- _Set problem_
List every place name that appears in the congressional debate excerpt on the Mint laws.

The importance and necessity of private refining establishments will be better understood when we remember that in the United States the annual production of the precious metals is estimated at, silver, seven hundred and fifty tons; gold, fifty tons, equal to $25,000,000 in silver and $35,000,000 in gold.
In conclusion, Mr. Speaker, I beg leave to say that the rapid reduction of our national debt and the increased confidence in our public securities clearly indicate that the time is approaching when the honest ring of solid coin will again be heard in the busy marts of trade and commerce, and that it is the imperative duty of Congress to shape our coinage system to the growing wants of the immediate future.
Mr. Hooper, of Massachusetts. I now yield ten minutes to the gentleman from New York, [Mr. Potter.]
Mr. Potter [Clarkson Nott Potter (1825-1882) studied law, admitted to the bar]. Mr. Speaker, this is a bill of importance. When it was before the House in the earlier part of this session I took some objections to it, which I am inclined now to think, in view of all the circumstances, were not entirely well founded. But, after further reflection, I am still convinced that it is a measure which it is hardly worth while for us to adopt at this time.
It is now more than thirty years since there has been any general revision of the Mint laws. The coinage of money during all that period has proceeded from year to year, with such occasional legislation as changing circumstances required, without there ever having been any demand for a general revision of these laws. Now, when we have suspended specie payments for ten years, and practically have had no coinage circulation during that time, a bill is introduced here for the purpose of' revising all the laws in respect to coinage, and not only introduced here after the country has suspended using or dealing in coin to any considerable degree, but introduced at a period when there is no prospect that it will at any near period resume coinage circulation.
I confess, therefore, that the introduction of the bill at such a period excited my suspicion. I was and am at a loss to gather from anything I know or can learn that there is any necessity for the adoption of this measure now. When the bill comes to be read section by section, I shall make such suggestions in the way of amendment as I think are calculated to make it better if it should go into operation. But for the present I desire to avail myself of the few minutes allowed me to state generally my objections to the adoption of ally such law now.
In the first place, it is proposed by this bill to change the whole system of officers of the Mint. The bill provides for a Director of the Mint. Now, while I do not know a great deal about these matters, I have not been able to resist the conviction that the bill is designed to make a place for a particular person. I find that the Director of the Mint at Philadelphia, whose report to the Secretary of the Treasury I have before me, condemns the proposed change as unwise and unnecessary, and other experts with whom I have personally consulted have agreed with him in that regard.

- _Source data_
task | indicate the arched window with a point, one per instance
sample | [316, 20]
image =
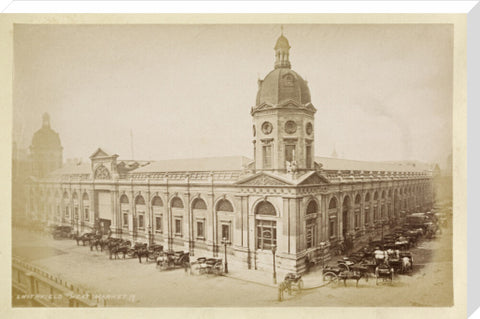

- _Written response_
United States, Massachusetts, New York, Philadelphia